• [Directions] Each record is to be given again without alteration.

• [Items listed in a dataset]
▼

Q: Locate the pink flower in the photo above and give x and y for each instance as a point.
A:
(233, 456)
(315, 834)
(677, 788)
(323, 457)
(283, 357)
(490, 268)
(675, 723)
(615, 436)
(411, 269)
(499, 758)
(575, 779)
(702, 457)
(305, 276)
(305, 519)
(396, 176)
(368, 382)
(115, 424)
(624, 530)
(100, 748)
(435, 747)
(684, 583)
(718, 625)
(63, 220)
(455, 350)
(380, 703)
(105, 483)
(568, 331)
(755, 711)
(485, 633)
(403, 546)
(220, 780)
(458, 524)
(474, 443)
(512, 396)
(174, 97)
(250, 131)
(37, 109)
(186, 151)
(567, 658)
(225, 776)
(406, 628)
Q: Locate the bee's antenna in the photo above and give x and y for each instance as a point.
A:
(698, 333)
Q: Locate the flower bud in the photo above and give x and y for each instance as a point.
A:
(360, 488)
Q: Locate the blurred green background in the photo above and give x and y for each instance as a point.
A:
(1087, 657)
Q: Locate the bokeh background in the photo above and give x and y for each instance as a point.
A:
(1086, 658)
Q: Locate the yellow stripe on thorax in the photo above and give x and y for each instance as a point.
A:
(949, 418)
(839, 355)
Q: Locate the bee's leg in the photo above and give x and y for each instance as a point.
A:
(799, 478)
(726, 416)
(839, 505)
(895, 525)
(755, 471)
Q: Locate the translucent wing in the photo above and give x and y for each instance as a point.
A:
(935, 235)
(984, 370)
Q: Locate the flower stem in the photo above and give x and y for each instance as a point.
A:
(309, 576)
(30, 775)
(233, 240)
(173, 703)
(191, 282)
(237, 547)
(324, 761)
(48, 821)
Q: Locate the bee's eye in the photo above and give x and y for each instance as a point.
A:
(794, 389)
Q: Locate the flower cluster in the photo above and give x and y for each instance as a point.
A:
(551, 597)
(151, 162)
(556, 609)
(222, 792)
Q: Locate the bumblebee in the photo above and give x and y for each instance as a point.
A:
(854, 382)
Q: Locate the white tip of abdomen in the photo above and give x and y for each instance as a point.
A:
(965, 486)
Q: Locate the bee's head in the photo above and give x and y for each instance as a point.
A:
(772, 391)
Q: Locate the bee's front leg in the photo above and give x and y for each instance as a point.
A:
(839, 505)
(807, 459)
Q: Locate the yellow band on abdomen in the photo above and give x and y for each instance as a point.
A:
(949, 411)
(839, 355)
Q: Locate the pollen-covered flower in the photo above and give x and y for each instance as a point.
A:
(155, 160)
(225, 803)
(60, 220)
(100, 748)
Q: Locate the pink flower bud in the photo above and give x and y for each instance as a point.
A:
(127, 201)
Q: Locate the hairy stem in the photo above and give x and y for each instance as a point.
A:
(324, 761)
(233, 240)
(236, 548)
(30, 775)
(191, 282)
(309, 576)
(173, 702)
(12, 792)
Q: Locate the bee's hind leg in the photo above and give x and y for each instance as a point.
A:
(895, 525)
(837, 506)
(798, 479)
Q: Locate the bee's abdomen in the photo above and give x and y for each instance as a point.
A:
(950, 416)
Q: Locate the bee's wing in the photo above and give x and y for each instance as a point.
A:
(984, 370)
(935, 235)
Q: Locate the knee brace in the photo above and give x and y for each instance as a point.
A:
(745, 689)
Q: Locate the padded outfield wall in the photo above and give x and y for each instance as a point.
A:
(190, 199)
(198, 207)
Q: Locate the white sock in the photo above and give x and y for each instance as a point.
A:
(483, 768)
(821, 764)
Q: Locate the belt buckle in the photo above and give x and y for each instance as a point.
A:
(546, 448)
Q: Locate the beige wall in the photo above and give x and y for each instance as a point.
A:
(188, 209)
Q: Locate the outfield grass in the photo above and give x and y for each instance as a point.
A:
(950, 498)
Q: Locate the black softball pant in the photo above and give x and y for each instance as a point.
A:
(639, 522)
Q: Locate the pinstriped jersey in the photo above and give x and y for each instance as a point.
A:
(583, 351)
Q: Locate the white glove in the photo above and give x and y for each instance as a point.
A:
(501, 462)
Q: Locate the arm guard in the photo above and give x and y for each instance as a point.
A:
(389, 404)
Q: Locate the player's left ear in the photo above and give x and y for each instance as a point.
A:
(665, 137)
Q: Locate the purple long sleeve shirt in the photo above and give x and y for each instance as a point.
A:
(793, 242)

▲

• [Solution to the problem]
Q: Locate the pink flower in the photo above and give x and y for each instance as a point.
A:
(233, 456)
(315, 834)
(677, 788)
(323, 457)
(283, 357)
(490, 268)
(675, 723)
(615, 436)
(411, 269)
(499, 758)
(575, 779)
(702, 457)
(305, 276)
(305, 519)
(396, 176)
(368, 382)
(115, 424)
(624, 530)
(100, 748)
(435, 747)
(684, 583)
(718, 625)
(63, 220)
(455, 350)
(380, 703)
(105, 483)
(568, 331)
(755, 711)
(485, 633)
(403, 546)
(220, 780)
(458, 524)
(474, 443)
(512, 396)
(174, 97)
(250, 131)
(37, 109)
(186, 151)
(567, 658)
(225, 776)
(406, 628)
Q: Locate the bee's antenna in the photo above and give x and y for each instance as a point.
A:
(698, 333)
Q: Locate the flower bud in the photo above and give x and y for each instance as a point.
A:
(360, 488)
Q: Locate the blurred green background in the photo above and give x and y for each instance as a point.
A:
(1087, 657)
Q: Locate the bokeh background in the photo above and give x and y for each instance as a point.
A:
(1086, 658)
Q: Locate the yellow stripe on thorax in the photo above and give x and y for each instance as a point.
A:
(949, 418)
(839, 355)
Q: Locate the bee's leg in the photo above and give x and y for each instance as a point.
A:
(799, 478)
(726, 416)
(839, 505)
(895, 525)
(755, 471)
Q: Locate the translucent wing in the photo above and give x and y for each instance as a point.
A:
(935, 235)
(984, 370)
Q: Locate the flower stem in the photo above and give x and y for each instance as a point.
A:
(309, 576)
(30, 775)
(233, 240)
(173, 703)
(191, 282)
(237, 547)
(324, 761)
(48, 821)
Q: Locate the bee's eye in the photo above and give x and y for each instance as a point.
A:
(794, 389)
Q: Locate the flower cluster in the photo above and give x and y for each instance as a point.
A:
(551, 597)
(151, 162)
(556, 609)
(222, 792)
Q: Locate the bumblebee in the photo above and give x and y for each instance as a point.
A:
(854, 382)
Q: Locate the white tip of abdomen in the photo above and give x and y for each instance as a point.
A:
(965, 486)
Q: Locate the bee's head in the photo above and give x and y for each instance as a point.
A:
(772, 391)
Q: Locate the bee's front leg in the photo above and give x and y for each instance as a point.
A:
(839, 505)
(807, 459)
Q: Locate the yellow band on abdomen in the photo above and give x and y for each instance as a point.
A:
(949, 411)
(839, 355)
Q: Locate the pollen-covered flower in the photo above and give x and y for each instance as a point.
A:
(155, 160)
(225, 803)
(60, 220)
(100, 748)
Q: Locate the pink flower bud in the photo above and give x and y for each instance as a point.
A:
(127, 201)
Q: Locate the hairy stem in the photo above and give x and y for each instance as a point.
A:
(324, 761)
(233, 240)
(236, 548)
(30, 775)
(191, 282)
(309, 576)
(173, 702)
(12, 792)
Q: Locate the bee's hind leg in the photo above and give x and y for each instance as a point.
A:
(895, 525)
(837, 506)
(798, 479)
Q: Locate the bee's abdomen in the photo above and give x and y for each instance as a point.
A:
(950, 416)
Q: Locate the bee's wing in the photo above and give x and y for each instance as a point.
A:
(984, 370)
(935, 235)
Q: Locate the knee brace in the photo above and give x and y for each instance as a point.
A:
(745, 689)
Q: Locate the padded outfield wall in the photo above and give x and y for each instance as a point.
A:
(190, 199)
(198, 207)
Q: Locate the white sock in the photo above and give x and y for each instance as a point.
A:
(483, 768)
(821, 764)
Q: Locate the belt buckle in the photo above and give x and y for each instance as a point.
A:
(546, 448)
Q: Locate the beige wall in the photo above and give x and y for each instance as a point.
A:
(188, 209)
Q: Locate the outfield grass in the photo above and give x and y for each instance as a point.
A:
(950, 498)
Q: Locate the black softball pant in the photo above and give x and y for each instance as a point.
A:
(639, 522)
Q: Locate the pinstriped jersey in the photo above and give x and y for each instance as a point.
A:
(583, 351)
Q: Locate the white glove in the photo above and give x and y for each instance as a point.
A:
(501, 462)
Q: Locate the arm guard in the photo above and give x and y for each instance as a point.
A:
(389, 404)
Q: Locate the player's left ear in the photo above and give x and y for each instance as a point.
A:
(665, 137)
Q: Locate the purple long sleeve shirt in the photo above and give x and y for each instance as a point.
A:
(793, 242)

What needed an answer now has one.